### GIVEN PASSAGE
Detectron.pytorch icon indicating copy to clipboard operation
Detectron.pytorch copied to clipboard

Combine train and val?

Open QiaoranC opened this issue 7 years ago • 8 comments

Hi, just ask, would you consider to combine the train and val together? Like a standard one: every epoch do the validation before ckpt, if val accuracy/loss is higher then save the ckpt. I know this need some work to be done. But it would be very convenience and easily to start.

Now i am working on it, but i guess i can do the validation after every ckpt is generated during training, (based on your test_net.py, load the ckpt and val it). model.train->model.save->model.eval It would be more efficient if you can prove a example that model.train->model.eval->model.save.

QiaoranC avatar May 05 '18 09:05 QiaoranC

Small reminder: In test_net.py, forgot add

if args.vis:
        cfg.VIS = True

Now, '--vis' is not working because the missing.

QiaoranC avatar May 05 '18 11:05 QiaoranC

About the train/valide update, i straight add run inference from the test into the train after save_capt, and add some parser_argument from the test(--output_dir, --range, -- multi-gpu-testing) and add cfg.TEST.DATASETS = ('coco_2017_val',). To make run inference need all the necessary input.

           ......training....
            training_stats.LogIterStats(step, lr)

            if (step+1) % 21 == 0:
                save_ckpt(output_dir, args, step, train_size, maskRCNN, optimizer)

                args.test_net_file, _ = os.path.splitext(__file__)
                ckpt_dir = os.path.join(output_dir, 'ckpt')
                save_name = os.path.join(ckpt_dir, 'model_step{}.pth'.format(step))
                args.load_ckpt = save_name
                run_inference(
                    args,
                    ind_range=args.range,
                    multi_gpu_testing=args.multi_gpu_testing,
                    check_expected_results=True)

But when i run, it got the following error in data_parallel.py

Traceback (most recent call last):
  File "train_net_step.py", line 447, in <module>
    main()
  File "train_net_step.py", line 425, in main
    check_expected_results=True)
  File "/home/ubuntu/Detectron_master/lib/core/test_engine.py", line 128, in run_inference
    all_results = result_getter()

### GIVEN EXERCISE A
Answer these questions about the issue thread:
(i) Which dataset does the poster assign to cfg.TEST.DATASETS?
(ii) Which argument does the poster say is not working in test_net.py?
(iii) In which file does the poster say the error occurred?
The issue thread and the records come from unrelated sources.

### EXERCISE INPUT
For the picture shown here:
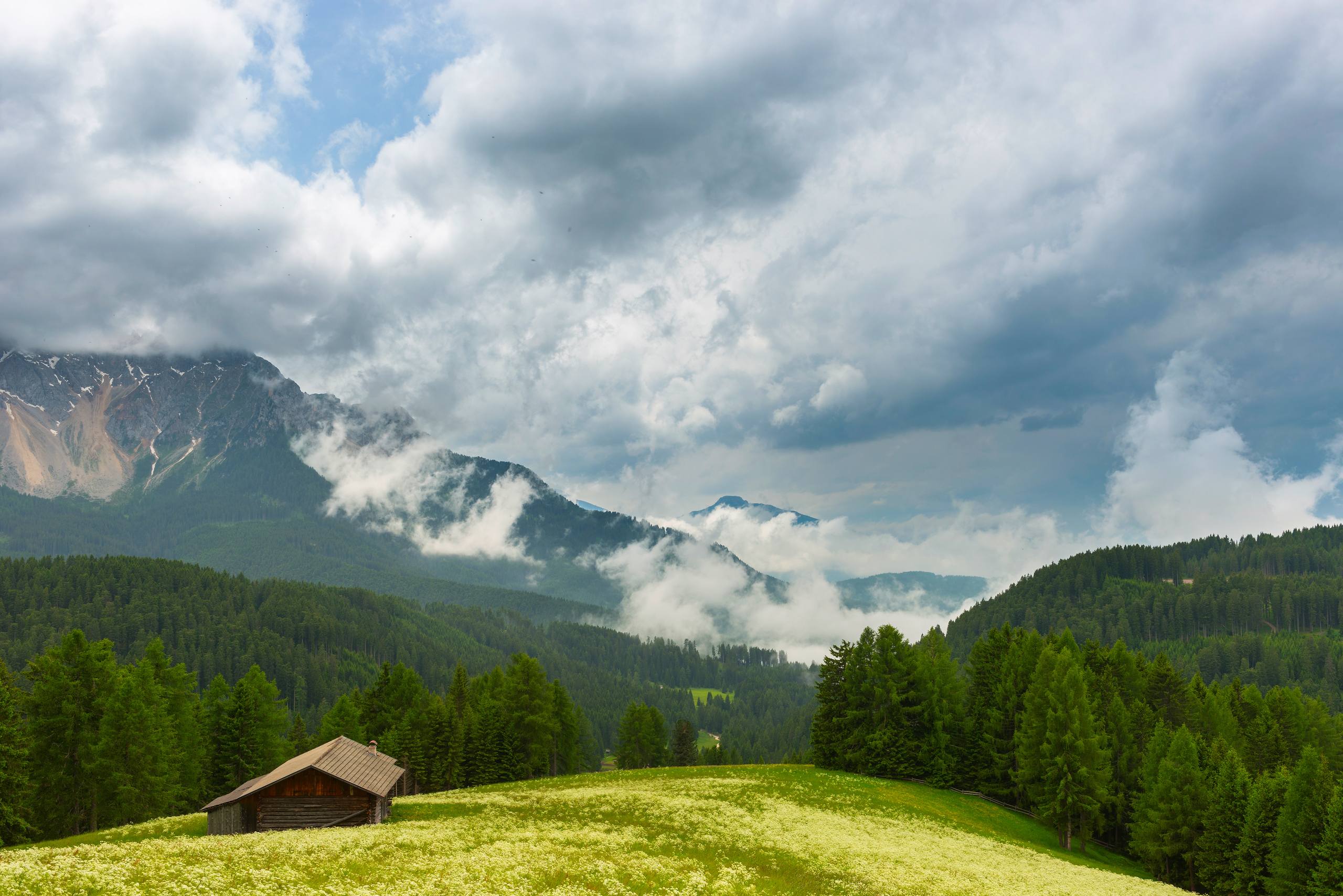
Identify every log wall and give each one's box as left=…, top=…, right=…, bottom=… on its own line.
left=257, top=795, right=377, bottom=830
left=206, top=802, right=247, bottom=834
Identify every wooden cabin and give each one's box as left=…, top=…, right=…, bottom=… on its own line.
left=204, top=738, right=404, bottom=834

* * *

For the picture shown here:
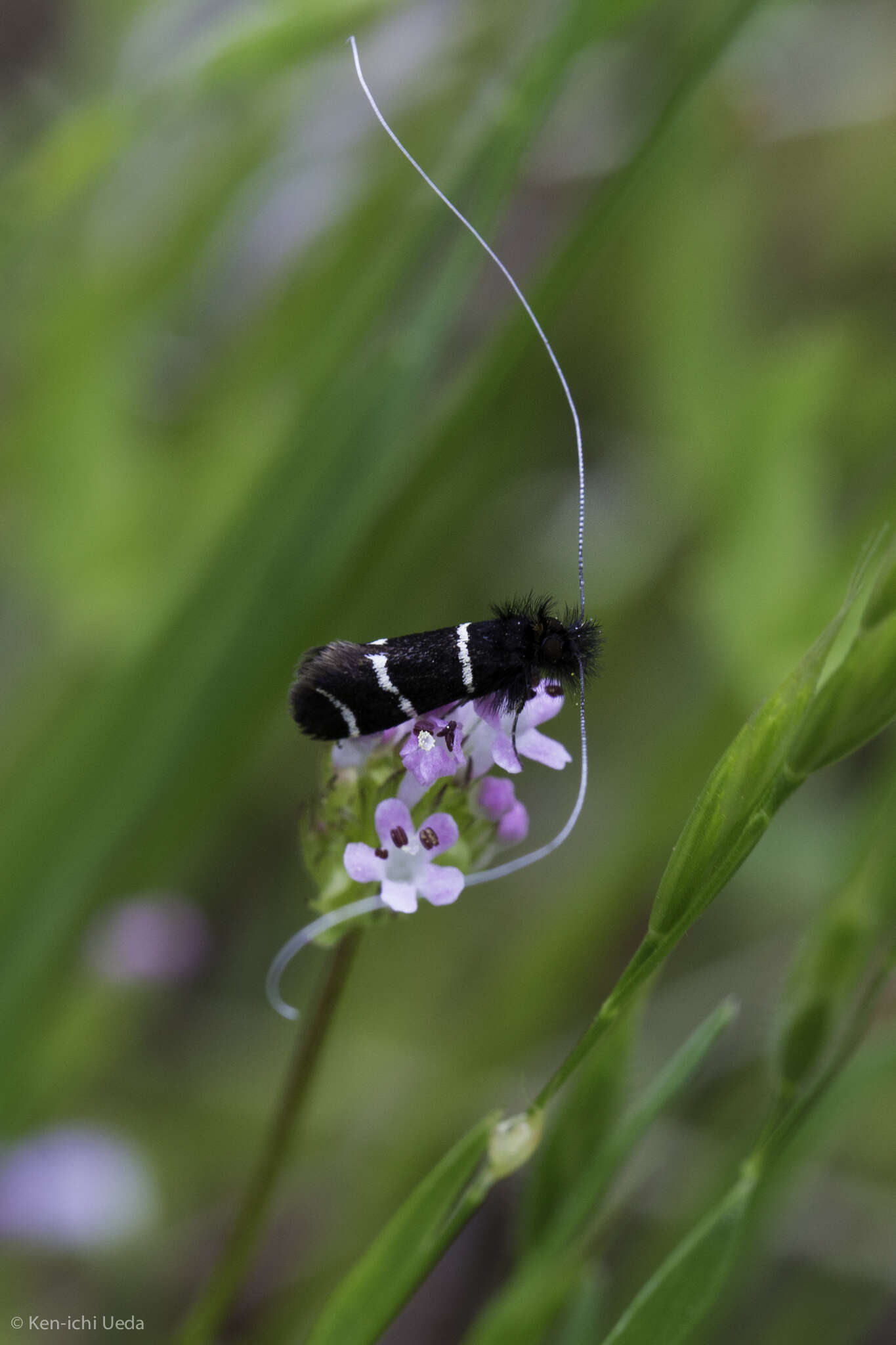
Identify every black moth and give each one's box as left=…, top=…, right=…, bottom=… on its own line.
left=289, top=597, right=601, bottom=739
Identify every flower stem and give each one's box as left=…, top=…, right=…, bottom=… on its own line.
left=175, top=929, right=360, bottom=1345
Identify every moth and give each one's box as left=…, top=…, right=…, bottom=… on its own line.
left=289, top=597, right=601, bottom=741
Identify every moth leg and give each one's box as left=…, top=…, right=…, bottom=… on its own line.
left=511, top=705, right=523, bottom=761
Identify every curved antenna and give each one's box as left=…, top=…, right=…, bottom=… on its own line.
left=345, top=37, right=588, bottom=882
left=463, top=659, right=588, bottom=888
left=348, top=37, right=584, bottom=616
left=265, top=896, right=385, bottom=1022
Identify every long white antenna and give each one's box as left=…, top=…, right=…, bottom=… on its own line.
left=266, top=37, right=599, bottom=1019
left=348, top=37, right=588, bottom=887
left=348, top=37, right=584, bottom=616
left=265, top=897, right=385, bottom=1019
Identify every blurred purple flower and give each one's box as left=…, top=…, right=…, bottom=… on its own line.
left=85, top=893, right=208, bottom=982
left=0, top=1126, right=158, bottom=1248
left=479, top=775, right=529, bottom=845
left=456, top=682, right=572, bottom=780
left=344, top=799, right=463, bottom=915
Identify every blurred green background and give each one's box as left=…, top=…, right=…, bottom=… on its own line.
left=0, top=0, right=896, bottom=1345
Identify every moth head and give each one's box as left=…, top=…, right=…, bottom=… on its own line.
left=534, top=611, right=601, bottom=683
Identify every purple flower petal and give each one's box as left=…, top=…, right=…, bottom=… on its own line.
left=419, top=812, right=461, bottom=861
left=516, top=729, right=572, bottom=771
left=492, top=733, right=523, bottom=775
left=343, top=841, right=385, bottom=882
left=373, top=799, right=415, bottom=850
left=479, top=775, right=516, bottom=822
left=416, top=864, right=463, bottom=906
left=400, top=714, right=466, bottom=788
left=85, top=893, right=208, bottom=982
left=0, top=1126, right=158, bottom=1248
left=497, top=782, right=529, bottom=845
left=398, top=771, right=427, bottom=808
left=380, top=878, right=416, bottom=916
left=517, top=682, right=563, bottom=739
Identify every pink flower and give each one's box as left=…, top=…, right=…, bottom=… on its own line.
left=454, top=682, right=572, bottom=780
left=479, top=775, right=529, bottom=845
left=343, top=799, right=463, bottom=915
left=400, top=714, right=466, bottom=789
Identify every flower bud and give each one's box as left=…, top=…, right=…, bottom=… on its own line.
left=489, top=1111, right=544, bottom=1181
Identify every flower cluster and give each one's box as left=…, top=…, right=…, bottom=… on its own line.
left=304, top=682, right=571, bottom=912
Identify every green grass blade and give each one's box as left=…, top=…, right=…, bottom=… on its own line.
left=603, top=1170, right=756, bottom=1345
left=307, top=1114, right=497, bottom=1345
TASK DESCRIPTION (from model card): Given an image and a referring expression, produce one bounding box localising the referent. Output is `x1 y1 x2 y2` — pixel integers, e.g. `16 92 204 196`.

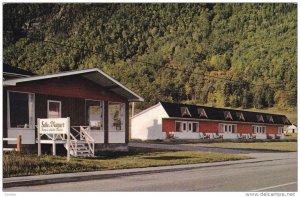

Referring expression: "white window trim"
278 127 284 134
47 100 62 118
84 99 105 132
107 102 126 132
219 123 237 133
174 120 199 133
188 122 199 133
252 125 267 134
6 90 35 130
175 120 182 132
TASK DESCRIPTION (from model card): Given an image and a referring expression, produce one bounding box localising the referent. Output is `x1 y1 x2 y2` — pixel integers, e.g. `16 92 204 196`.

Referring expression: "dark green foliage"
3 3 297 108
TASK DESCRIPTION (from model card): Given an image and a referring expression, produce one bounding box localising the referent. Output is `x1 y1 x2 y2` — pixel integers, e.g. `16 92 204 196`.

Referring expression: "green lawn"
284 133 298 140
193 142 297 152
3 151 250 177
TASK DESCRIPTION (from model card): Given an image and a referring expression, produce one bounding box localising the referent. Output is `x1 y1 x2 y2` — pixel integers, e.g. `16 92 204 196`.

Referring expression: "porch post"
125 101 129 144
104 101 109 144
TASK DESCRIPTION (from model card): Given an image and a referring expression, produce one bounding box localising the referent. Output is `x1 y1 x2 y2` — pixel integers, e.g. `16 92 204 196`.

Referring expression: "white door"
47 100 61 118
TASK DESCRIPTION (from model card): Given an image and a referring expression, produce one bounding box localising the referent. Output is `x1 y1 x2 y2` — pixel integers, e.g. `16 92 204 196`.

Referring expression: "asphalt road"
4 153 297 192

### GIVEN EXERCISE B
Can you revise the records from the line with "Identify every moth leg" up to and including the line with "left=511, top=705, right=523, bottom=761", changing "moth leg" to "moth wing" and leaving everything else the same?

### FULL OUTPUT A
(i) 'coco_2017_val'
(ii) '--vis'
(iii) data_parallel.py

### FULL OUTPUT B
Identify every moth wing and give each one's box as left=…, top=…, right=…, bottom=… on its own line.
left=511, top=705, right=523, bottom=761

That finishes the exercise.